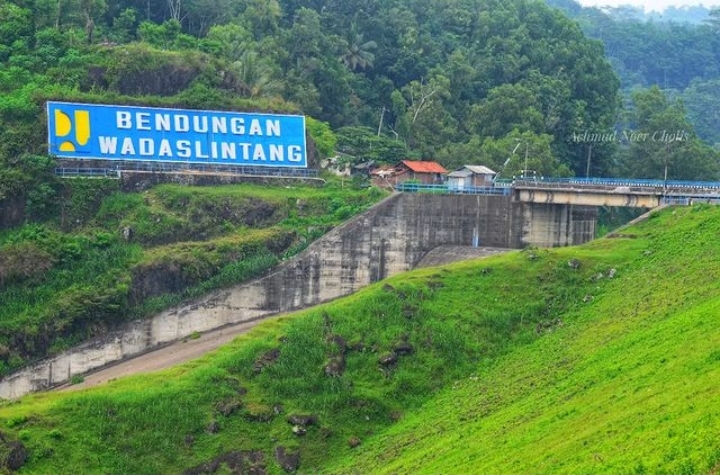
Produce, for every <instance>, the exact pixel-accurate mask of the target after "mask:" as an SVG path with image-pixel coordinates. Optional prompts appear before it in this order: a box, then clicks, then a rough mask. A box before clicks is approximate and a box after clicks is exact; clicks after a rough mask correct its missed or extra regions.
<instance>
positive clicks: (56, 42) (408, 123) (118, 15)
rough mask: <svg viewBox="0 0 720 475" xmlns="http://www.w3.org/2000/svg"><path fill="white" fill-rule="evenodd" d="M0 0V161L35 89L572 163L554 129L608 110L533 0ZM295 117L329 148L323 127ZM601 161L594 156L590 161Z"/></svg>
mask: <svg viewBox="0 0 720 475" xmlns="http://www.w3.org/2000/svg"><path fill="white" fill-rule="evenodd" d="M211 4H212V5H211ZM2 5H3V7H2V18H3V22H2V23H3V28H2V30H0V36H2V37H3V39H4V40H5V39H6V40H7V41H3V42H2V44H3V45H6V46H4V47H3V48H4V49H2V51H0V63H1V64H2V67H0V75H2V76H3V79H4V80H3V81H0V87H3V88H6V89H7V92H9V94H6V95H4V96H3V98H2V100H0V125H1V126H2V127H1V128H0V129H1V130H2V132H0V135H1V136H0V143H1V144H2V145H0V156H3V157H5V158H6V159H8V160H10V162H9V163H8V162H5V163H4V164H1V165H0V166H1V167H5V166H12V161H13V160H16V157H17V156H19V155H20V154H22V153H25V152H30V153H33V154H36V153H39V152H41V151H42V146H41V144H42V143H43V141H44V140H43V137H44V120H43V117H42V107H43V101H44V100H45V99H65V100H80V101H89V102H95V103H119V104H142V105H166V106H183V107H194V108H205V109H208V108H211V107H212V108H218V107H219V108H223V109H234V110H237V109H240V110H247V109H252V110H258V109H260V110H272V111H288V110H297V108H299V109H300V110H301V112H302V113H304V114H306V115H309V116H312V117H314V118H316V119H317V120H319V121H321V122H322V123H327V124H328V125H329V127H330V128H332V129H338V128H341V127H366V128H369V129H370V130H373V131H375V130H377V131H378V133H376V134H375V135H374V137H375V138H374V139H373V140H372V141H369V140H367V141H365V142H366V143H364V144H360V143H358V142H357V141H355V143H351V144H350V146H352V147H354V148H355V149H356V150H355V152H356V153H355V157H357V158H358V159H362V160H376V161H378V160H377V159H380V161H385V162H392V161H396V160H397V159H398V158H399V157H401V158H407V157H420V158H425V159H438V160H441V161H443V162H446V163H447V164H455V163H461V162H462V161H464V160H469V159H470V157H466V156H464V154H462V150H463V147H465V148H467V147H469V146H471V145H470V144H472V145H473V146H474V144H475V143H476V142H477V140H478V139H479V140H481V141H483V140H485V139H488V140H501V139H503V138H504V137H506V136H507V135H508V134H510V133H511V132H512V131H513V130H515V129H517V130H518V131H519V132H520V133H532V134H535V135H549V136H550V137H552V138H553V141H552V142H551V144H552V145H551V147H552V153H553V154H554V155H555V156H556V161H557V163H558V164H559V165H564V166H565V167H566V168H567V169H570V170H572V171H574V172H576V173H578V172H579V171H580V169H581V168H582V164H583V163H584V161H583V160H582V156H583V153H582V152H580V151H577V150H575V149H573V148H571V147H567V146H565V144H566V139H567V137H568V136H569V135H570V134H571V133H572V131H573V130H574V128H575V127H577V126H578V125H581V126H582V127H606V126H608V124H609V123H610V122H609V121H611V120H612V118H613V117H614V115H615V110H616V106H617V104H616V102H615V93H616V90H617V81H616V80H615V78H614V76H613V73H612V70H611V69H610V66H609V64H608V63H607V62H606V61H604V59H603V56H602V54H603V52H602V49H601V48H600V47H599V45H597V44H596V43H592V42H589V41H587V40H586V39H584V38H583V36H582V33H581V32H580V30H579V29H578V28H577V27H576V26H575V25H574V24H573V23H571V22H570V21H569V20H567V19H566V18H564V17H562V16H561V15H560V14H559V13H558V12H557V11H554V10H551V9H549V8H547V7H546V6H544V5H543V4H542V3H540V2H528V1H526V0H514V1H512V2H494V1H490V0H468V1H467V2H450V3H449V4H446V3H442V2H432V1H430V2H425V3H422V5H420V4H417V2H409V1H407V0H403V1H401V2H397V3H392V4H384V3H372V2H371V3H370V4H367V5H364V6H363V7H362V8H355V6H350V7H343V6H340V5H324V4H323V5H319V4H318V5H315V4H312V3H311V4H307V3H305V4H298V3H296V2H290V1H287V0H285V1H273V2H258V1H251V2H244V3H241V4H238V5H234V4H232V3H231V2H227V1H223V2H210V3H208V2H200V1H196V0H193V1H188V2H167V3H164V2H157V1H148V2H124V3H123V2H120V3H114V4H107V3H106V2H101V1H88V2H80V3H60V4H58V5H57V6H53V4H52V2H49V3H48V2H40V4H33V8H29V7H27V5H26V4H25V3H24V2H13V3H8V2H5V3H3V4H2ZM490 12H491V13H490ZM231 19H232V22H231ZM281 25H282V28H281V27H280V26H281ZM205 35H206V36H205ZM5 37H7V38H5ZM5 124H7V126H6V125H5ZM309 124H310V125H311V127H309V132H310V134H311V137H313V138H315V139H316V140H317V141H318V150H319V151H320V153H321V154H322V155H325V156H329V155H331V154H332V153H333V149H334V147H333V139H332V137H331V135H330V134H328V133H326V131H323V130H322V129H321V128H318V127H317V126H316V125H315V124H313V123H312V122H310V121H309ZM10 125H11V126H10ZM347 130H350V129H347ZM358 130H360V129H358ZM369 138H370V137H368V139H369ZM350 141H351V142H353V141H354V139H350ZM358 147H360V148H359V149H358ZM508 152H509V151H508ZM472 159H473V160H474V161H484V160H486V159H488V157H484V156H480V157H472ZM608 161H609V156H607V154H605V153H604V152H598V153H597V154H596V157H595V160H594V162H595V164H596V168H597V170H598V171H604V170H607V169H608V168H609V167H608V166H607V162H608ZM558 173H559V172H558ZM44 197H45V198H48V199H49V190H47V189H45V190H42V189H38V190H37V191H36V193H35V196H33V197H31V199H32V202H33V204H34V205H37V204H38V202H39V201H41V200H42V199H44ZM40 212H41V213H42V212H44V211H43V210H42V209H41V210H40Z"/></svg>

================================

TASK STATEMENT:
Copy every item above character for character, leaving out the pictures.

TASK RESPONSE:
Produce, for every <instance>, the exact pixel-accurate mask of the target after "mask:" as an SVG path with image-pixel coordinates. Optional prompts appear before it in this order: a box, then clicks, then a rough mask. A box before clicks is approximate and a box after clicks is exact; clicks after a rough mask correct its missed or extra regions.
<instance>
positive clicks: (56, 42) (408, 123) (118, 15)
rough mask: <svg viewBox="0 0 720 475" xmlns="http://www.w3.org/2000/svg"><path fill="white" fill-rule="evenodd" d="M0 0V161L35 89L572 163L554 129L608 110L533 0ZM295 117L329 148L323 127ZM601 161L594 156L590 161Z"/></svg>
mask: <svg viewBox="0 0 720 475" xmlns="http://www.w3.org/2000/svg"><path fill="white" fill-rule="evenodd" d="M211 4H212V5H211ZM2 5H3V7H2V18H3V22H2V23H3V28H2V30H0V36H2V37H3V39H4V40H5V39H6V40H7V41H3V42H2V44H3V45H6V46H4V47H3V48H4V49H2V51H0V63H1V64H2V67H0V75H2V76H3V79H4V80H3V81H0V87H3V88H6V89H7V92H9V94H6V95H4V96H3V98H2V100H0V125H1V126H2V127H1V128H0V129H1V130H2V132H0V135H1V136H0V143H1V144H2V145H0V156H3V157H5V158H6V159H8V160H10V162H9V163H8V162H5V163H4V164H1V165H0V166H1V167H5V166H12V161H13V160H16V157H17V156H19V155H20V154H22V153H25V152H30V153H33V154H36V153H39V152H41V151H42V146H41V144H42V143H43V141H44V140H43V137H44V120H43V117H42V107H43V101H44V100H45V99H65V100H80V101H89V102H95V103H119V104H142V105H166V106H183V107H194V108H205V109H208V108H211V107H212V108H218V107H219V108H223V109H234V110H237V109H240V110H247V109H252V110H258V109H260V110H272V111H288V110H297V108H299V109H300V110H301V112H302V113H304V114H306V115H309V116H312V117H314V118H316V119H317V120H319V121H321V122H322V123H327V124H328V125H329V127H330V128H332V129H338V128H341V127H366V128H369V129H370V130H373V131H375V130H377V131H378V133H376V134H375V135H374V137H375V138H374V139H373V140H372V141H369V140H367V141H365V142H366V143H364V144H360V143H358V142H357V141H355V143H351V144H350V146H352V147H354V148H355V149H356V150H355V152H356V153H355V157H357V158H358V159H362V160H376V161H378V160H377V159H380V161H385V162H392V161H396V160H397V159H398V158H399V157H401V158H407V157H420V158H425V159H438V160H441V161H443V162H446V163H447V164H455V163H461V162H462V161H464V160H469V159H470V157H466V156H464V154H462V150H463V147H465V148H467V147H469V146H471V145H470V144H472V145H473V146H474V144H475V143H476V142H477V140H478V139H479V140H481V141H483V140H485V139H488V140H501V139H503V138H504V137H506V136H507V135H508V134H510V133H511V132H512V131H513V130H515V129H517V130H518V131H519V132H520V133H532V134H535V135H549V136H550V137H552V138H553V141H552V142H551V144H552V145H551V147H552V153H553V154H554V155H555V156H556V161H557V163H558V164H559V165H564V166H565V167H566V168H567V169H570V170H572V171H574V172H576V173H578V172H579V171H580V169H581V168H582V164H583V163H584V161H583V160H582V156H583V153H582V152H580V151H577V150H575V149H573V148H571V147H567V146H565V144H566V139H567V137H568V136H569V135H570V134H571V133H572V131H573V130H574V128H575V127H577V126H578V125H581V126H582V127H606V126H608V124H609V123H610V122H609V121H611V120H612V118H613V117H614V115H615V110H616V106H617V104H616V102H615V93H616V90H617V81H616V80H615V78H614V76H613V73H612V70H611V69H610V66H609V64H608V63H607V62H606V61H604V59H603V56H602V54H603V52H602V49H601V48H600V47H599V45H597V44H596V43H592V42H589V41H587V40H586V39H584V38H583V36H582V33H581V32H580V30H579V29H578V28H577V27H576V26H575V25H574V24H573V23H571V22H570V21H569V20H567V19H566V18H564V17H562V16H561V15H560V14H559V13H558V12H557V11H554V10H551V9H549V8H547V7H546V6H544V5H543V4H542V3H540V2H528V1H526V0H514V1H512V2H494V1H490V0H468V1H467V2H450V3H449V4H446V3H442V2H432V1H430V2H425V3H422V5H420V4H417V2H409V1H407V0H403V1H401V2H397V3H392V4H384V3H372V2H371V3H370V4H367V5H364V6H363V7H362V8H355V6H350V7H343V6H340V5H324V4H323V5H319V4H318V5H315V4H312V3H311V4H307V3H305V4H298V3H296V2H290V1H287V0H285V1H273V2H258V1H251V2H244V3H241V4H238V5H234V4H232V3H231V2H227V1H223V2H210V3H208V2H200V1H196V0H193V1H188V2H167V3H164V2H157V1H148V2H124V3H123V2H120V3H114V4H107V3H106V2H101V1H88V2H80V3H60V4H58V5H57V6H53V4H52V2H49V3H48V2H40V4H33V8H29V7H27V5H26V4H25V3H24V2H13V3H8V2H5V3H3V4H2ZM490 12H491V13H490ZM231 19H232V22H231ZM281 25H282V28H281V27H280V26H281ZM205 35H206V36H205ZM5 37H7V38H5ZM5 124H7V126H6V125H5ZM309 124H310V125H311V127H309V132H310V134H311V137H313V138H315V139H316V140H317V141H318V150H319V151H320V153H321V154H322V155H325V156H329V155H331V154H332V153H333V149H334V147H333V139H332V137H331V135H330V134H328V133H326V131H323V130H322V129H321V128H318V127H317V126H316V125H315V124H313V123H312V122H310V121H309ZM10 125H11V126H10ZM347 130H350V129H347ZM358 130H360V129H358ZM369 138H370V137H368V139H369ZM350 141H351V142H353V141H354V139H350ZM358 147H360V148H359V149H358ZM508 152H509V151H508ZM472 159H473V160H474V161H484V160H486V159H488V157H484V156H480V157H472ZM608 161H609V156H607V154H605V153H604V152H598V153H597V154H596V157H595V160H594V162H595V164H596V168H597V170H598V171H604V170H607V169H608V168H609V167H608V166H607V162H608ZM558 173H559V172H558ZM44 197H45V198H48V199H49V190H47V189H45V190H42V189H38V190H37V191H36V193H35V196H33V197H31V199H32V202H33V204H34V205H37V204H38V202H39V201H41V200H42V199H44ZM40 212H41V213H42V212H44V211H43V210H42V209H41V210H40Z"/></svg>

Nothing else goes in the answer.